=== YOUR GOAL ===
Present the stretch of the material below from the line containing "mandible in the photo above, one" through the line containing "Label the slender", both included, as a Markdown table with the columns Row and Line. Number each line in order and leave out blank lines.

=== MATERIAL TO PROCESS ===
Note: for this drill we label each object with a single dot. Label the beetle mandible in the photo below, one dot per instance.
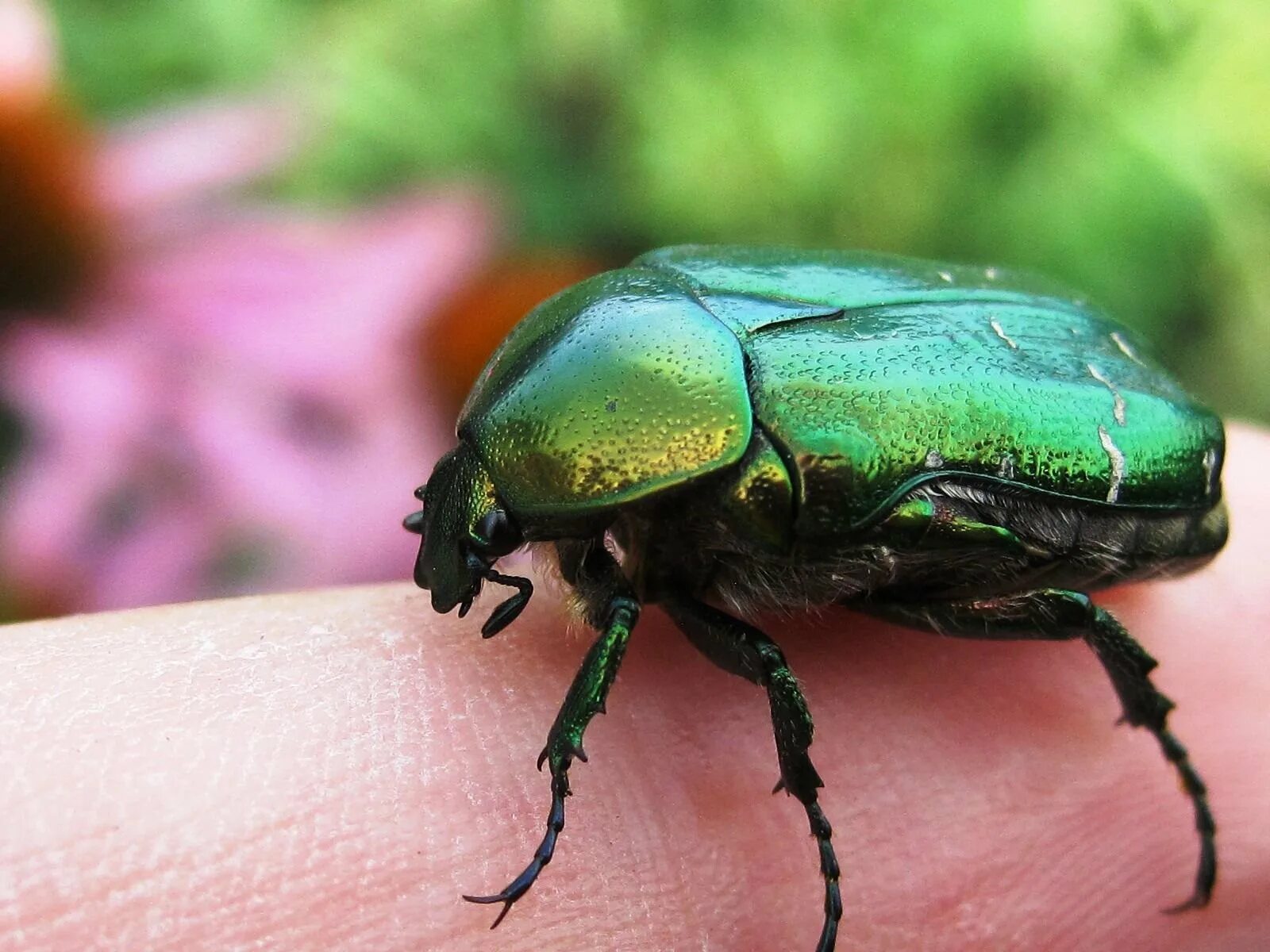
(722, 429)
...
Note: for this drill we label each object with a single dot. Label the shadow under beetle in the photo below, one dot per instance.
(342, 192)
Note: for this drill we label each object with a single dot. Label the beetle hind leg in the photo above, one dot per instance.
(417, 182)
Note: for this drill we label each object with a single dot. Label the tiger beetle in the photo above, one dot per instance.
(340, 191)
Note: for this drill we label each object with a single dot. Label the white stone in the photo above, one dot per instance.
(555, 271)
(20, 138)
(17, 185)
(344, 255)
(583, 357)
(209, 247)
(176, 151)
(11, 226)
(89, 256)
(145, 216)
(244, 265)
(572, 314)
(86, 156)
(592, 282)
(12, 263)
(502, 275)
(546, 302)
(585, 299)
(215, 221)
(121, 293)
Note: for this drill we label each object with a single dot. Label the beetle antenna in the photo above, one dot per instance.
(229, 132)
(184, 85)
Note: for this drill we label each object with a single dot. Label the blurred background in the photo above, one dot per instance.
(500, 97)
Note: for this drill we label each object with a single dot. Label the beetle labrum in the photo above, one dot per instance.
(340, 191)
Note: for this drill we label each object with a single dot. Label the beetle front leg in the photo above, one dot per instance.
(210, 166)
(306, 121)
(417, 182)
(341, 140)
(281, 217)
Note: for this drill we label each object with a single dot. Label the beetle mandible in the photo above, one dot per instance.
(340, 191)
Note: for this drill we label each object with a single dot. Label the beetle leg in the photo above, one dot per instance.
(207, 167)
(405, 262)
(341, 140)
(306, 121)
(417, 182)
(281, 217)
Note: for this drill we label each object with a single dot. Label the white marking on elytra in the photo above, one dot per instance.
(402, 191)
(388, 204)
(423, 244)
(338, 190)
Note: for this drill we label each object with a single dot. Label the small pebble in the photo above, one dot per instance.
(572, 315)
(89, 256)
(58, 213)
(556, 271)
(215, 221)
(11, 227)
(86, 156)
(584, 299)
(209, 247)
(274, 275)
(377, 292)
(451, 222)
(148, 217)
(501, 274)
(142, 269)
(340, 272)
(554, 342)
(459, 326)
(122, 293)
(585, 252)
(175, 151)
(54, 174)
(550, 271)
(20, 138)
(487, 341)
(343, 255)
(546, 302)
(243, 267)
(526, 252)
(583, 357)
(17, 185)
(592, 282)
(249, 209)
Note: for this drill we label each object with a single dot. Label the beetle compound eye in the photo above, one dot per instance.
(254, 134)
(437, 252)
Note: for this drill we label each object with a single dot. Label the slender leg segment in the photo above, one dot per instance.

=== WRITTEN ANSWER ===
| Row | Line |
|---|---|
| 1 | Note: for this drill we label each object with a single dot. Label the beetle mandible in the photo above, one dot per instance. |
| 2 | (340, 191) |
| 3 | Note: for this drill we label each object with a single dot. Label the beetle leg in the photo above, one dot per instance. |
| 4 | (207, 167) |
| 5 | (405, 262) |
| 6 | (341, 140) |
| 7 | (306, 121) |
| 8 | (417, 182) |
| 9 | (281, 217) |
| 10 | Note: for this drill we label each object with a single dot. Label the white marking on elytra in the photo above, one dot per instance. |
| 11 | (402, 191) |
| 12 | (388, 204) |
| 13 | (423, 244) |
| 14 | (338, 190) |
| 15 | Note: for this drill we label each object with a single dot. Label the small pebble in the photo above, one dot per instance. |
| 16 | (572, 315) |
| 17 | (89, 256) |
| 18 | (58, 213) |
| 19 | (556, 271) |
| 20 | (215, 221) |
| 21 | (11, 227) |
| 22 | (86, 156) |
| 23 | (584, 299) |
| 24 | (209, 247) |
| 25 | (274, 275) |
| 26 | (377, 292) |
| 27 | (451, 222) |
| 28 | (148, 217) |
| 29 | (501, 274) |
| 30 | (142, 269) |
| 31 | (340, 272) |
| 32 | (554, 342) |
| 33 | (459, 326) |
| 34 | (122, 293) |
| 35 | (585, 252) |
| 36 | (175, 151) |
| 37 | (54, 174) |
| 38 | (550, 271) |
| 39 | (20, 138) |
| 40 | (487, 341) |
| 41 | (343, 255) |
| 42 | (546, 302) |
| 43 | (243, 267) |
| 44 | (526, 252) |
| 45 | (583, 357) |
| 46 | (17, 185) |
| 47 | (592, 282) |
| 48 | (249, 209) |
| 49 | Note: for this drill we label each object with a single dot. Label the beetle compound eye in the photo above, one dot per instance. |
| 50 | (254, 134) |
| 51 | (437, 252) |
| 52 | Note: for this drill we label each object with a single dot. Label the slender leg segment in the photo above, one dot per instance. |